Coordinate labeling listing
— START —

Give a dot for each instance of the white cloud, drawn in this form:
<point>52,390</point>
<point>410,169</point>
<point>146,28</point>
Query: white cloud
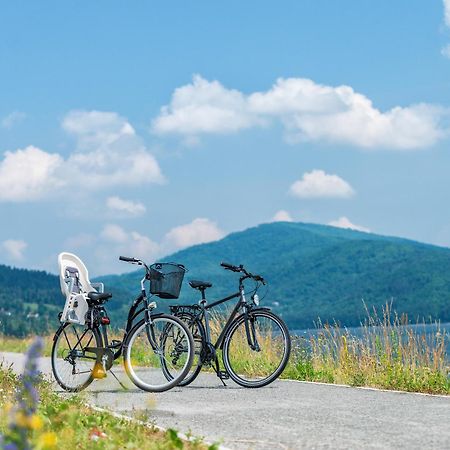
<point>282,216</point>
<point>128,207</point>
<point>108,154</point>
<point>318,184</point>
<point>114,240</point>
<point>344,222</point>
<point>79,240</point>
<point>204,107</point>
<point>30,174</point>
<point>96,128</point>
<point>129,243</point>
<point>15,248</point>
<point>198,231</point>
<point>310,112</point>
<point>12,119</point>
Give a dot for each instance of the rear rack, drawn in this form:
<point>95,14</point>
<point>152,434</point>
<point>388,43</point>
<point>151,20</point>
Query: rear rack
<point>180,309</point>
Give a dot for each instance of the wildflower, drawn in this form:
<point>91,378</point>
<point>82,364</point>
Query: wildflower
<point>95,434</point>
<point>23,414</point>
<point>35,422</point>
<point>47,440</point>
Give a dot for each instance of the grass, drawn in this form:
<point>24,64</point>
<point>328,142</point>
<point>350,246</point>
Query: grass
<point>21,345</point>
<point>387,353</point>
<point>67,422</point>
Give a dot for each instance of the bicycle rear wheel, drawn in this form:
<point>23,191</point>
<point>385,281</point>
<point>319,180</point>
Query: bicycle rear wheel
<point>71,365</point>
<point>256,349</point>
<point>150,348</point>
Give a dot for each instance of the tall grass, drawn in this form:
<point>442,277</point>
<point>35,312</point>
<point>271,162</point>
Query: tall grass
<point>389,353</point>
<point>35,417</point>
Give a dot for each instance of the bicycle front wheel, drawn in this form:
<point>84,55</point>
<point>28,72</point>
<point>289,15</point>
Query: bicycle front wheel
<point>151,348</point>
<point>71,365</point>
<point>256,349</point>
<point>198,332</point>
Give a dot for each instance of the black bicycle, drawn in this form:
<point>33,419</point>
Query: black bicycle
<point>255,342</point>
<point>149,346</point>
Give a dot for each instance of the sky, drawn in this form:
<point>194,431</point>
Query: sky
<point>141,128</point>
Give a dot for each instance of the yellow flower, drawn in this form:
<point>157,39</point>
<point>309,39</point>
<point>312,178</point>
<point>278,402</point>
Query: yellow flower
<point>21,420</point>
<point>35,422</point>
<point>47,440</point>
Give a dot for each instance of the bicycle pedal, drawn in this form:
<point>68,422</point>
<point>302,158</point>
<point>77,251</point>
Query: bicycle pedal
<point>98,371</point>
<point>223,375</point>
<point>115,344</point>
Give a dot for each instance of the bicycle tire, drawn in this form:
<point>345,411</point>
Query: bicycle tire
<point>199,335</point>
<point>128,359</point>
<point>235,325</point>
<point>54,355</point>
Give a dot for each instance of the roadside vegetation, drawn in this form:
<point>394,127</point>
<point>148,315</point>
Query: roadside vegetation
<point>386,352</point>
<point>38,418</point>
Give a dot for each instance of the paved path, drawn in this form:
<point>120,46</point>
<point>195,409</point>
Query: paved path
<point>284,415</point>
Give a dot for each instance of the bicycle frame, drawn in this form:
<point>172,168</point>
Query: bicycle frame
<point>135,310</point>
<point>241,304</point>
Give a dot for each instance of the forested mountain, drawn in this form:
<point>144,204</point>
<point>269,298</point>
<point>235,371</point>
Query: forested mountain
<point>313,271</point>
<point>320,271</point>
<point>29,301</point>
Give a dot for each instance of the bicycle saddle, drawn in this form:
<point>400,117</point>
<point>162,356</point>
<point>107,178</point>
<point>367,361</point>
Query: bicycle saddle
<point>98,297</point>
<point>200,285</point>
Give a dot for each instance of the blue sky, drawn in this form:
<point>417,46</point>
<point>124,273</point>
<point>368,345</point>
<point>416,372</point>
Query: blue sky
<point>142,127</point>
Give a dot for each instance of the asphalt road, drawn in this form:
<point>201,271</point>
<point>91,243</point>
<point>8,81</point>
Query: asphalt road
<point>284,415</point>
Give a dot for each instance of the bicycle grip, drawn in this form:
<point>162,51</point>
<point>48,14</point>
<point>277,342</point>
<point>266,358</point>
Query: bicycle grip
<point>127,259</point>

— END —

• [Description of the task]: Can you rewrite the listing above as a JSON list of strings, with one string per line and blank lines left out? Cover the whole listing, and leave the pictures out of your answer.

• [Correct response]:
[
  "Give a dot for each instance of the white cloud, drawn in this form:",
  "<point>52,390</point>",
  "<point>410,169</point>",
  "<point>146,28</point>",
  "Query: white cloud",
  "<point>282,216</point>",
  "<point>128,207</point>",
  "<point>108,154</point>",
  "<point>318,184</point>",
  "<point>114,240</point>",
  "<point>344,222</point>",
  "<point>79,240</point>",
  "<point>204,107</point>",
  "<point>30,174</point>",
  "<point>96,128</point>",
  "<point>129,243</point>",
  "<point>15,248</point>",
  "<point>198,231</point>",
  "<point>310,112</point>",
  "<point>12,119</point>",
  "Give a dot for each instance of the rear rack, drawn in this form:",
  "<point>95,14</point>",
  "<point>152,434</point>",
  "<point>388,43</point>",
  "<point>151,20</point>",
  "Query: rear rack",
  "<point>180,309</point>",
  "Give a dot for each instance of the wildflower, drawn in this form:",
  "<point>91,378</point>",
  "<point>82,364</point>",
  "Query: wildflower",
  "<point>95,434</point>",
  "<point>23,414</point>",
  "<point>35,422</point>",
  "<point>47,440</point>",
  "Give a dot for each instance of the grass, drawn in this form:",
  "<point>24,64</point>",
  "<point>328,142</point>",
  "<point>350,246</point>",
  "Query: grass",
  "<point>21,345</point>",
  "<point>387,353</point>",
  "<point>67,422</point>",
  "Give a dot for each instance of the bicycle rear wheel, drawn in this form:",
  "<point>23,191</point>",
  "<point>385,281</point>",
  "<point>319,180</point>",
  "Query: bicycle rear wheel",
  "<point>71,365</point>",
  "<point>256,349</point>",
  "<point>150,348</point>",
  "Give a dot for each instance of the tall grass, drawn in this form:",
  "<point>442,277</point>",
  "<point>35,312</point>",
  "<point>271,162</point>",
  "Query: tall grass",
  "<point>389,353</point>",
  "<point>35,417</point>",
  "Give a dot for each instance of the bicycle front wheel, drawn in this form:",
  "<point>84,55</point>",
  "<point>28,72</point>",
  "<point>289,15</point>",
  "Query: bicycle front wheel",
  "<point>151,348</point>",
  "<point>71,365</point>",
  "<point>256,349</point>",
  "<point>198,332</point>",
  "Give a dot for each instance of the black bicycle, drawn in this form:",
  "<point>33,419</point>",
  "Query: black bicycle",
  "<point>255,342</point>",
  "<point>149,346</point>",
  "Give a dot for each instance of the sky, drawn in this form:",
  "<point>194,431</point>",
  "Query: sky",
  "<point>141,128</point>",
  "Give a dot for each instance of the yellow flower, drawn in this form:",
  "<point>157,39</point>",
  "<point>309,39</point>",
  "<point>312,178</point>",
  "<point>278,402</point>",
  "Query: yellow flower",
  "<point>21,420</point>",
  "<point>35,422</point>",
  "<point>47,440</point>",
  "Give a dot for each instance of the bicycle pedal, drawn in this form:",
  "<point>68,422</point>",
  "<point>302,158</point>",
  "<point>77,251</point>",
  "Query: bicycle pedal",
  "<point>98,371</point>",
  "<point>223,375</point>",
  "<point>115,344</point>",
  "Give a dot for each instance of the bicycle tire, drawn in this form:",
  "<point>345,411</point>",
  "Query: bicycle tire",
  "<point>199,335</point>",
  "<point>128,359</point>",
  "<point>235,325</point>",
  "<point>54,355</point>",
  "Give a dot for each instance of the roadside vegetation, drawn in this form:",
  "<point>394,127</point>",
  "<point>148,315</point>",
  "Query: roadside vegetation",
  "<point>386,352</point>",
  "<point>38,418</point>",
  "Give a dot for each instance of the paved path, drawn in this form:",
  "<point>120,46</point>",
  "<point>195,409</point>",
  "Query: paved path",
  "<point>284,415</point>",
  "Give a dot for each instance of the bicycle frame, drawn in this form:",
  "<point>172,168</point>",
  "Query: bicycle frame",
  "<point>135,310</point>",
  "<point>241,304</point>",
  "Give a dot for each instance of the forested mountain, drawn in this form:",
  "<point>144,204</point>",
  "<point>269,298</point>",
  "<point>235,371</point>",
  "Query: forested mountain",
  "<point>313,271</point>",
  "<point>320,271</point>",
  "<point>29,301</point>",
  "Give a dot for each instance of the bicycle saddle, drawn in this form:",
  "<point>400,117</point>",
  "<point>162,356</point>",
  "<point>107,178</point>",
  "<point>367,361</point>",
  "Query: bicycle saddle",
  "<point>98,297</point>",
  "<point>200,285</point>",
  "Give a dot for each instance of the blue sky, drawn in this form:",
  "<point>417,46</point>",
  "<point>124,273</point>",
  "<point>368,345</point>",
  "<point>416,372</point>",
  "Query: blue sky",
  "<point>142,127</point>",
  "Give a dot for each instance of the asphalt road, drawn in this form:",
  "<point>201,271</point>",
  "<point>91,243</point>",
  "<point>8,81</point>",
  "Query: asphalt road",
  "<point>284,415</point>",
  "Give a dot for each instance of the bicycle grip, drawn in this form:",
  "<point>162,51</point>",
  "<point>48,14</point>",
  "<point>277,342</point>",
  "<point>266,358</point>",
  "Query: bicycle grip",
  "<point>127,259</point>"
]